> [EXERCISE INPUTS]
+===+

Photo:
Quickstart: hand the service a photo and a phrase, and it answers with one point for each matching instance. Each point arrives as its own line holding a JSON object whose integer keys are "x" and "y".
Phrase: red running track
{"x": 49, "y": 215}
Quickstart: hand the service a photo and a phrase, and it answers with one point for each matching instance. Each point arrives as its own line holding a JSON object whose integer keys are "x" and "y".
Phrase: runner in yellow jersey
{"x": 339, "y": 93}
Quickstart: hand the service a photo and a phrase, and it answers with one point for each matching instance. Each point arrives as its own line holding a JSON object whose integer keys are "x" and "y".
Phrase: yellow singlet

+===+

> [SHORT TASK]
Display each line from the rows above that contains the word "yellow".

> [SOLUTION TO THE PROBLEM]
Phrase: runner in yellow jersey
Phrase: yellow singlet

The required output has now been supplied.